═════ Selected excerpt
T cells are immune cells in our bodies that find and attack infected cells. Researchers are also engineering T cells to fight hard-to-target diseases like cancer. In adoptive cell therapies, T cells are trained against cancer markers. Successful therapies requires lots of T cells, which are multiplied many times outside of a person's body. However, currently this T cell expansion step takes several weeks. Figuring out how to grow T cells quickly in the lab is an important area of research. 

One critical environmental variable is the stiffness of the cells’ underlying substrate, which is the surface on which they are grown. Previously, some reports claimed that cell growth increased with stiffness, while others argued that the cells grow optimally on softer substrates. In a new study published in the journal Biomaterials, researchers from Columbia University sought to more definitively understand how substrate stiffness impacts T cell activation and growth.
══════════
═════ Entries provided
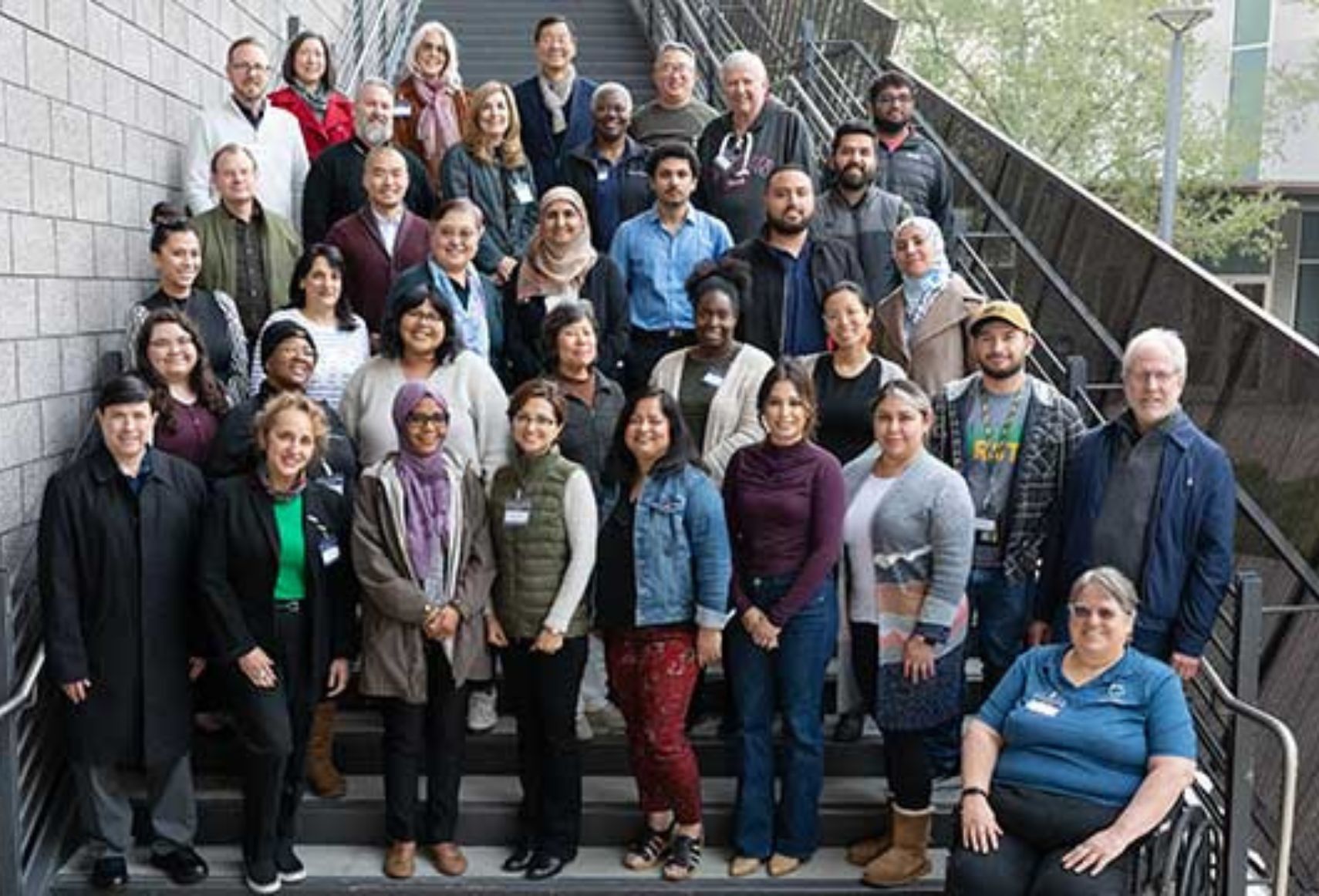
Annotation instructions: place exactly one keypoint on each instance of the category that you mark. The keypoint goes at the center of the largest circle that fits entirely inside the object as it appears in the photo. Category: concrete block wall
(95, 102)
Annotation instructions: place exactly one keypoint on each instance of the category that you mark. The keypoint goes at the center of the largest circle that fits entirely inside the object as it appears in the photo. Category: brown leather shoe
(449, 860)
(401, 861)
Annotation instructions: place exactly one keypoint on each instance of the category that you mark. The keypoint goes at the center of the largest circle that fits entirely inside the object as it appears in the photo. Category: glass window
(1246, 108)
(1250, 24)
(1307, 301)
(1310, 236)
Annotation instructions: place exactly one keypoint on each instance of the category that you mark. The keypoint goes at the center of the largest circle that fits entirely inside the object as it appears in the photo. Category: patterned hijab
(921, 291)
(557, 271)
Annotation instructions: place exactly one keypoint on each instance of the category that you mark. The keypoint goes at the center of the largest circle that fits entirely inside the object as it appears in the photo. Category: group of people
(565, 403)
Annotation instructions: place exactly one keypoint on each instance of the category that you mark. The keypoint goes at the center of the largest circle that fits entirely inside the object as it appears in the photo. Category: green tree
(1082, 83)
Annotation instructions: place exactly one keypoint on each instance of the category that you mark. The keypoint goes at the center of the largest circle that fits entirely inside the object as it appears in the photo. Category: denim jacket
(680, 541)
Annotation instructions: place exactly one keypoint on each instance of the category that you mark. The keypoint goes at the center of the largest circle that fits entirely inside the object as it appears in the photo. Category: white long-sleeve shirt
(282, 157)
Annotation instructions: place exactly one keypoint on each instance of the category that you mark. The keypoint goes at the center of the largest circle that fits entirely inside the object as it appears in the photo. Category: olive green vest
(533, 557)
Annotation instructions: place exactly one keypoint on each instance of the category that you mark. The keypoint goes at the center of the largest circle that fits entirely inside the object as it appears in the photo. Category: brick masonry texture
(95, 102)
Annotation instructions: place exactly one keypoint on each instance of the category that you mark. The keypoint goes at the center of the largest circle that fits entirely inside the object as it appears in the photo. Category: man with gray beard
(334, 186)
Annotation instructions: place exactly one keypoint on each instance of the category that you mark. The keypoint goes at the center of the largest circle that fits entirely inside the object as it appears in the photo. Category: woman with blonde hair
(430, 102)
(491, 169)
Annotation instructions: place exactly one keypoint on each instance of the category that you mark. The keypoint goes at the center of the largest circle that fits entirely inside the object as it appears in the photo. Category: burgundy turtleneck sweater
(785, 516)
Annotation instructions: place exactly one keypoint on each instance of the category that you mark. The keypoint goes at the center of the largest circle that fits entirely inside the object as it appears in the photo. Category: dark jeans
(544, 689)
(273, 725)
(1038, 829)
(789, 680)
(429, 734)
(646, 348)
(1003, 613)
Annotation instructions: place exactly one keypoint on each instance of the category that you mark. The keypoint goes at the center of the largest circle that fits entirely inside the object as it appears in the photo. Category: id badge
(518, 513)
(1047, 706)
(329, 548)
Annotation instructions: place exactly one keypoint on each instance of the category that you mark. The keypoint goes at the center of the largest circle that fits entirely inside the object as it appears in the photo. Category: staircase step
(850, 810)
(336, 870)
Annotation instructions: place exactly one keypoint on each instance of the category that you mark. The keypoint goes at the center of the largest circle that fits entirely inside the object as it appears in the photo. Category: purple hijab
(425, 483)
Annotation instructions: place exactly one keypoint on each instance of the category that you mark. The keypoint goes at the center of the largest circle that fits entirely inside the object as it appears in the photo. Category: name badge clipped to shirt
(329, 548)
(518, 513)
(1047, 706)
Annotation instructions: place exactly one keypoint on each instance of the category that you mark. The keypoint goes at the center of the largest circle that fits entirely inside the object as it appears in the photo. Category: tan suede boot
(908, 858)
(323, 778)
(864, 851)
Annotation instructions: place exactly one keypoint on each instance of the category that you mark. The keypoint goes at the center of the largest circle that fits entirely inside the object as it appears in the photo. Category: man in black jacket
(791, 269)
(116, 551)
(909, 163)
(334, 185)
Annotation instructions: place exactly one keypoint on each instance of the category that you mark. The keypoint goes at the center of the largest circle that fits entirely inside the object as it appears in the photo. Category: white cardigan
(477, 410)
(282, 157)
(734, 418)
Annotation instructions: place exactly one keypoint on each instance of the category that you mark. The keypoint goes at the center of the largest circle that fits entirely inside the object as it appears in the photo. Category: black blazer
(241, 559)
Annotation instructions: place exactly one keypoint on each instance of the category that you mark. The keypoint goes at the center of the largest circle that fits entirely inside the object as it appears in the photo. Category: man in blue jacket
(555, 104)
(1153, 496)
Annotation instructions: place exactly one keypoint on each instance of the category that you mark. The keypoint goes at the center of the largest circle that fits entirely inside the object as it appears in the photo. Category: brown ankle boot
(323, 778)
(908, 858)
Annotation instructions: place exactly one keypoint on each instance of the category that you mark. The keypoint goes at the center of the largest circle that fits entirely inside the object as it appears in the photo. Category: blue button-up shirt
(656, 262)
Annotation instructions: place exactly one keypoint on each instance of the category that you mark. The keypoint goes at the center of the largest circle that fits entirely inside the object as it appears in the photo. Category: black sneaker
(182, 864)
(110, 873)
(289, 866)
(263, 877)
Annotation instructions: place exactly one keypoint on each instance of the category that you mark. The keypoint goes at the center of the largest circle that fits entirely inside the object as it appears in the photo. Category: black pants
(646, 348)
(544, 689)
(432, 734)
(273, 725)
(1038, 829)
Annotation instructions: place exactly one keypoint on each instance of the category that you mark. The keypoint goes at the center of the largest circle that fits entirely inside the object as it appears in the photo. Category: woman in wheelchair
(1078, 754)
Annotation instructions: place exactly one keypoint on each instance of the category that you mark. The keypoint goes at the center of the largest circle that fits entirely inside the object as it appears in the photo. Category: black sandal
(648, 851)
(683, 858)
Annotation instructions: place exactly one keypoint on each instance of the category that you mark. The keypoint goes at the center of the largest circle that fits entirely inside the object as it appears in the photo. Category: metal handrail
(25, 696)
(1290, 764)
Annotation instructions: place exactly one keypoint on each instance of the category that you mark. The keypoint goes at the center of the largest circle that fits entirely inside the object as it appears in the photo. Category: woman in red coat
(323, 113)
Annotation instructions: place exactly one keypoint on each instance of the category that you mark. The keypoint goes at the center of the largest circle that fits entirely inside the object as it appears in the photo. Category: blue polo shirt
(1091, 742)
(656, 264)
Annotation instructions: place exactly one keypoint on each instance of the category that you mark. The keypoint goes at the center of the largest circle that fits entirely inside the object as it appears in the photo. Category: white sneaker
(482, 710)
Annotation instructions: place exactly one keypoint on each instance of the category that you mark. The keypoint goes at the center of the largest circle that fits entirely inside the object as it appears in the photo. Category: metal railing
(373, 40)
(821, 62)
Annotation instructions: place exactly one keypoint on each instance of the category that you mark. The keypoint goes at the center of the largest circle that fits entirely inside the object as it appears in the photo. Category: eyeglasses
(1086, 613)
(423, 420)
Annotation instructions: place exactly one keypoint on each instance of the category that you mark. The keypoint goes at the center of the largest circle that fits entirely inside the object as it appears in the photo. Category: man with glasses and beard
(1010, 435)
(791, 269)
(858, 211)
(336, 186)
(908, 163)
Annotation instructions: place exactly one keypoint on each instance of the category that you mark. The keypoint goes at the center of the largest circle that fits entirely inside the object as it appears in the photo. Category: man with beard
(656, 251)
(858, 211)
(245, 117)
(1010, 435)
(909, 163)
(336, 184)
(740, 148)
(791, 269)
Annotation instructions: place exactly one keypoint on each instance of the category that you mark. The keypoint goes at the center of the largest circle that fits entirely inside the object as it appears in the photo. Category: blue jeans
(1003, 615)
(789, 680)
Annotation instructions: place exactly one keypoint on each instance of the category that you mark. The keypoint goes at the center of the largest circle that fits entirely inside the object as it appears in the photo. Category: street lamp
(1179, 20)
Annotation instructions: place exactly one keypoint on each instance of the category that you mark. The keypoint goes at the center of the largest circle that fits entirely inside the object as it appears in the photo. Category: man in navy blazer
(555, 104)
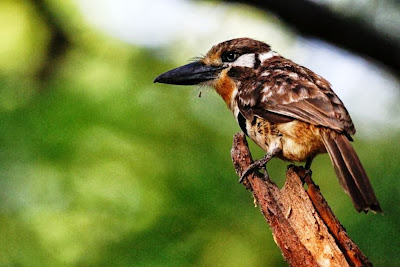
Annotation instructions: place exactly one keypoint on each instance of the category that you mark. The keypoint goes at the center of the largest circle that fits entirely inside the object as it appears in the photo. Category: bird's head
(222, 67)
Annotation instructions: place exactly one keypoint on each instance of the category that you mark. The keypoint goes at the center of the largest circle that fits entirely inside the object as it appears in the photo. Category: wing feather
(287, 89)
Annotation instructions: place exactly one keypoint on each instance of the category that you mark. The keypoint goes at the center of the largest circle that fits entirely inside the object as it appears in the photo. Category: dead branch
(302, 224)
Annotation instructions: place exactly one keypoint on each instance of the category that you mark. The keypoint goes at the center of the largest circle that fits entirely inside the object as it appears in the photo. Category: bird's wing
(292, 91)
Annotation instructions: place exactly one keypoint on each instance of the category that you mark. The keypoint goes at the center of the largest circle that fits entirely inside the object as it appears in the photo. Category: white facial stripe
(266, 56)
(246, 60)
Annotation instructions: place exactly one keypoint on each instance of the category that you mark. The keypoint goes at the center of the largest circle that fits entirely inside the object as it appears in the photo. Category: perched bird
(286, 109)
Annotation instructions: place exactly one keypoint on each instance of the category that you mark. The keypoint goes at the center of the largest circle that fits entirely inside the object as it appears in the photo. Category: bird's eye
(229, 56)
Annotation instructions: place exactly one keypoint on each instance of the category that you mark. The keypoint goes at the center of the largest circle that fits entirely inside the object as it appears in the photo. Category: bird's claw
══════════
> Action item
Write the next part of the passage about substrate stiffness and T cell growth, picking up after its final sentence. The listing has no connection to the passage on T cell growth.

> Result of this task
Their findings reconciled the long-standing scientific discrepancy. They discovered that T cells exhibited a two-phased response to changing substrate stiffness. Initially, both T cell proliferation, measured by the rate of cell division, and T cell activation increased with stiffness. But after a certain critical stiffness, these measures began to decrease. In other words, there is a "peak substrate stiffness" for growing T cells. 

This work is primarily of importance to the design of future biomaterials for growing T cell populations for use in cancer-fighting adoptive cell therapies. Hopefully, these findings will make these therapies more accessible by reducing their timescale from weeks to days.